◆ What you need to do: Set down every line from the one with "query: the noun phrase to segment: mountain" to the end of the entries, both ends included, exactly as it reads and without pictures.

◆ Given data:
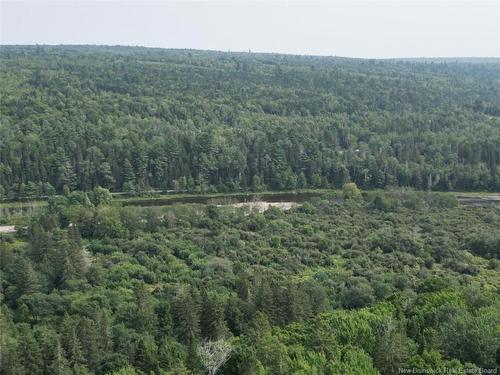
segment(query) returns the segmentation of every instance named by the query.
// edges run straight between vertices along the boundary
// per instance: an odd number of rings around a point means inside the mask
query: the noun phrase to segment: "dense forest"
[[[1,46],[0,94],[0,375],[498,373],[500,60]]]
[[[500,62],[1,46],[0,196],[500,190]]]
[[[10,218],[0,374],[498,371],[499,207],[352,184],[264,213],[110,202]]]

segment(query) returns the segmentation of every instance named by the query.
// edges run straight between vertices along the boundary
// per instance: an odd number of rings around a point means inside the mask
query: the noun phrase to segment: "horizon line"
[[[252,51],[252,50],[218,50],[218,49],[202,49],[202,48],[179,48],[179,47],[155,47],[146,45],[132,44],[88,44],[88,43],[1,43],[0,47],[121,47],[121,48],[144,48],[156,50],[171,50],[171,51],[199,51],[199,52],[218,52],[218,53],[235,53],[235,54],[260,54],[260,55],[281,55],[281,56],[298,56],[298,57],[318,57],[318,58],[345,58],[359,60],[401,60],[401,59],[498,59],[500,56],[390,56],[390,57],[360,57],[360,56],[341,56],[341,55],[318,55],[307,53],[288,53],[288,52],[269,52],[269,51]]]

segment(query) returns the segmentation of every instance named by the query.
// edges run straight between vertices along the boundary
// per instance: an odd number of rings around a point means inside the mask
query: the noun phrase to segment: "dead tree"
[[[198,346],[198,356],[207,369],[208,375],[215,375],[231,355],[231,345],[227,340],[205,341]]]

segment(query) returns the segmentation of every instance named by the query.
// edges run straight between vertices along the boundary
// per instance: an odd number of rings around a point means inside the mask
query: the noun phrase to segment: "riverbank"
[[[305,201],[323,194],[339,192],[339,189],[303,189],[296,191],[262,191],[262,192],[230,192],[230,193],[188,193],[188,192],[149,192],[146,195],[131,196],[123,192],[112,193],[113,201],[123,206],[161,206],[182,203],[207,204],[217,200],[233,200],[247,202],[262,200],[266,202]],[[380,190],[381,192],[384,190]],[[377,192],[368,190],[366,192]],[[443,192],[454,195],[464,205],[500,204],[500,193],[495,192]],[[0,201],[0,215],[9,211],[29,211],[47,205],[47,199],[31,201]]]

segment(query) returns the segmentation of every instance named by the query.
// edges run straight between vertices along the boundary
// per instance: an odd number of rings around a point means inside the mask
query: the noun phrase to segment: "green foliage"
[[[342,186],[342,193],[345,199],[359,199],[361,198],[361,190],[354,182],[348,182]]]
[[[500,235],[491,232],[482,232],[472,236],[467,243],[474,254],[485,258],[500,258]]]
[[[2,46],[0,63],[0,197],[500,189],[495,61]]]
[[[108,375],[139,375],[140,373],[136,371],[132,366],[122,367],[117,371],[110,372]]]
[[[440,327],[444,353],[449,358],[494,368],[498,364],[499,327],[498,306],[479,309],[474,315],[461,310]]]
[[[497,366],[498,273],[468,250],[489,256],[498,210],[374,194],[389,209],[372,193],[265,213],[53,197],[0,236],[0,374]]]
[[[109,192],[108,189],[102,188],[100,186],[95,187],[89,194],[90,201],[95,206],[99,206],[101,204],[111,204],[113,200],[113,196]]]

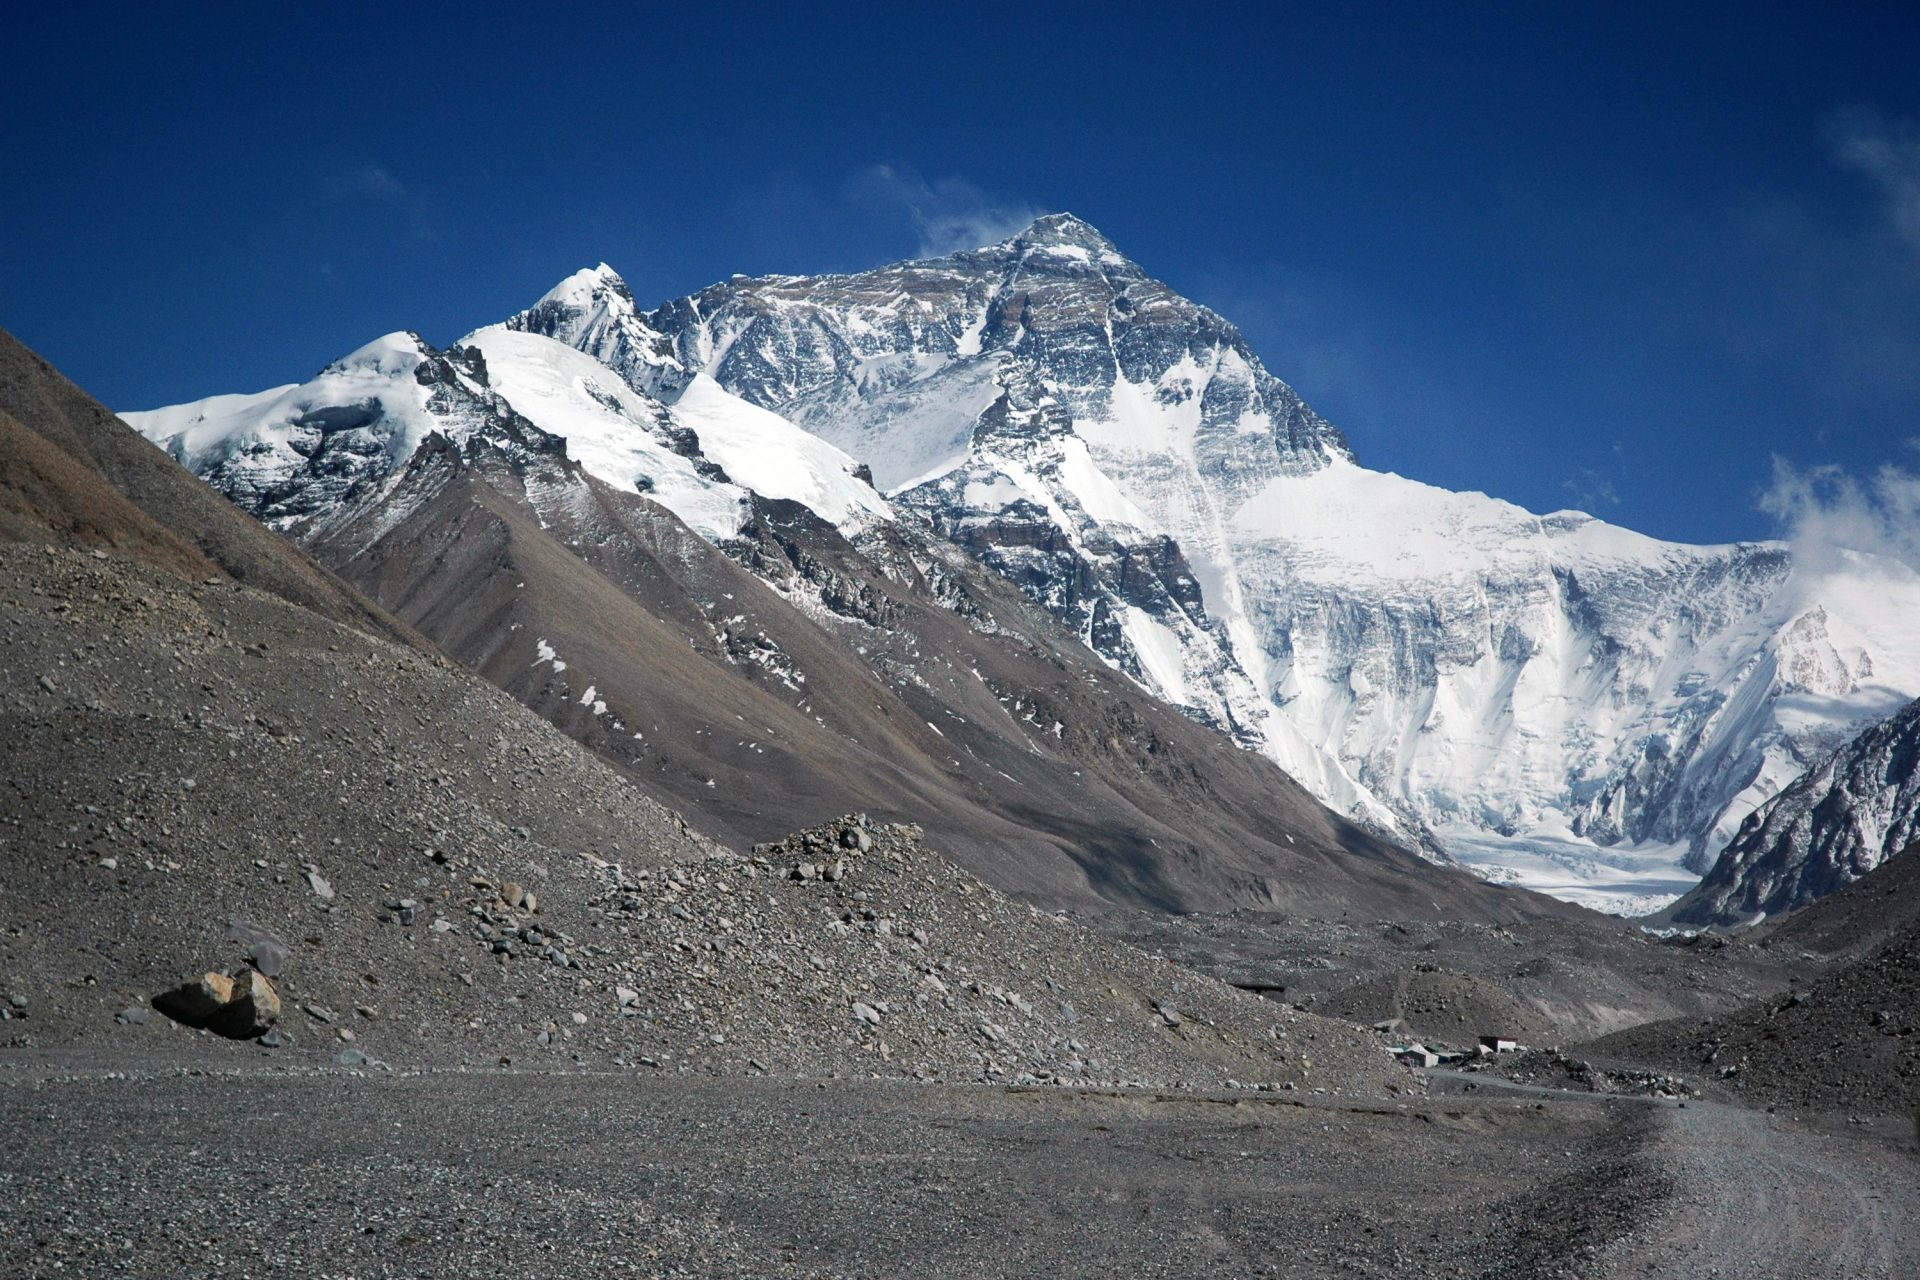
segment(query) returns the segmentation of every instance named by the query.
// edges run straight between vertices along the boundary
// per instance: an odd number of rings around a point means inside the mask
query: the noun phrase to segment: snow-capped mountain
[[[739,531],[749,492],[849,531],[891,518],[852,460],[779,415],[705,375],[663,391],[671,403],[572,347],[496,325],[444,352],[391,333],[304,383],[121,417],[283,531],[390,483],[431,434],[459,444],[529,419],[588,471],[713,539]]]
[[[1678,894],[1679,864],[1920,691],[1904,566],[1369,471],[1231,324],[1068,215],[856,275],[734,277],[622,334],[867,463],[1336,807],[1598,905]]]
[[[623,294],[586,272],[446,351],[396,334],[127,418],[729,840],[864,809],[1055,904],[1558,909],[1423,865],[1148,696],[833,445],[626,362],[658,346]],[[627,373],[530,331],[595,309],[560,331]]]
[[[1797,778],[1740,824],[1681,924],[1753,924],[1844,889],[1920,840],[1920,702]]]
[[[1609,909],[1683,892],[1920,692],[1904,566],[1368,470],[1230,323],[1068,215],[652,311],[600,266],[447,353],[409,342],[128,420],[288,528],[503,412],[709,539],[754,494],[856,543],[930,528],[1337,811]]]

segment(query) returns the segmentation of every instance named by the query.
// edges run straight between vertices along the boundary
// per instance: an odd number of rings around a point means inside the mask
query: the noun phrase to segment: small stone
[[[623,1005],[637,1004],[639,1003],[639,1000],[640,1000],[640,993],[638,991],[635,991],[632,987],[615,987],[613,989],[613,996],[614,996],[614,999],[618,1000]]]
[[[352,1044],[356,1038],[353,1034],[352,1027],[335,1027],[333,1029],[333,1034],[335,1034],[336,1036],[339,1036],[340,1041],[343,1044]]]
[[[853,1016],[870,1027],[880,1025],[880,1011],[862,1000],[853,1002]]]
[[[137,1004],[131,1009],[122,1009],[113,1015],[113,1020],[123,1026],[144,1027],[147,1025],[148,1010],[145,1005]]]
[[[515,910],[518,910],[520,904],[526,901],[526,897],[526,889],[521,887],[520,882],[517,880],[509,880],[500,886],[500,901]]]
[[[293,1033],[275,1027],[260,1037],[260,1043],[269,1049],[285,1049],[293,1043]]]
[[[263,938],[247,948],[247,959],[269,978],[279,977],[292,956],[285,943],[275,942],[271,938]]]
[[[576,1026],[576,1027],[584,1027],[584,1026],[586,1026],[586,1025],[587,1025],[587,1015],[586,1015],[586,1014],[584,1014],[584,1013],[581,1013],[581,1012],[579,1012],[579,1011],[577,1011],[577,1010],[576,1010],[576,1011],[574,1012],[574,1015],[573,1015],[573,1025],[574,1025],[574,1026]]]
[[[327,878],[314,867],[307,868],[307,887],[313,890],[314,896],[320,901],[333,901],[333,886],[328,884]]]
[[[837,884],[841,880],[845,879],[846,875],[847,875],[846,861],[844,859],[836,859],[833,863],[827,866],[827,868],[820,873],[820,878],[822,880],[825,880],[829,884]]]
[[[7,997],[7,1004],[14,1009],[24,1009],[27,1007],[27,998],[16,991]]]
[[[119,869],[120,860],[118,858],[102,858],[100,859],[100,865],[108,871],[115,871]]]

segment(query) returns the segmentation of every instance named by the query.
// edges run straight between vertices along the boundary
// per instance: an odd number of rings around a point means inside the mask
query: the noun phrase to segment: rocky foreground
[[[1609,1190],[1649,1123],[580,1072],[0,1079],[0,1132],[42,1135],[4,1144],[0,1271],[1551,1274],[1658,1192]]]
[[[10,1049],[1413,1087],[912,827],[722,848],[505,695],[230,583],[0,548],[0,660],[32,673],[0,694]],[[209,972],[272,983],[270,1034],[152,1007]]]

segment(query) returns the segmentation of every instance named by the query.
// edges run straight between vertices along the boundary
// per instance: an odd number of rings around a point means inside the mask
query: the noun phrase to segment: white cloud
[[[1573,475],[1560,482],[1560,487],[1573,495],[1573,501],[1580,510],[1598,511],[1602,507],[1620,505],[1620,489],[1607,476],[1592,467],[1581,467]]]
[[[1759,506],[1780,522],[1802,563],[1865,551],[1920,570],[1920,473],[1886,463],[1862,480],[1843,467],[1802,468],[1776,455]]]
[[[406,184],[377,164],[336,164],[320,176],[320,189],[333,200],[355,198],[405,204]]]
[[[314,185],[322,199],[384,206],[404,218],[416,238],[438,238],[428,201],[383,165],[340,157],[321,160],[314,168]]]
[[[854,182],[857,198],[904,210],[920,237],[920,254],[938,257],[998,244],[1026,230],[1039,211],[990,198],[965,178],[928,181],[910,169],[877,164]]]
[[[1863,107],[1833,118],[1833,158],[1873,183],[1893,228],[1920,249],[1920,126]]]

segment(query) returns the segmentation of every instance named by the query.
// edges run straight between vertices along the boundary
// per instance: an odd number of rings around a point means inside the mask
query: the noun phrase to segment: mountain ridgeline
[[[1397,843],[1651,909],[1920,692],[1903,566],[1368,470],[1069,215],[126,417],[717,831],[925,809],[1043,897],[1326,908]]]

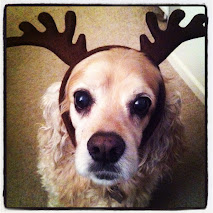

◆ Solution for this exercise:
query: the noun phrase to segment: mountain ridgeline
[[[1397,843],[1651,909],[1920,692],[1903,566],[1368,470],[1069,215],[126,417],[717,831],[925,809],[1043,897],[1326,908]]]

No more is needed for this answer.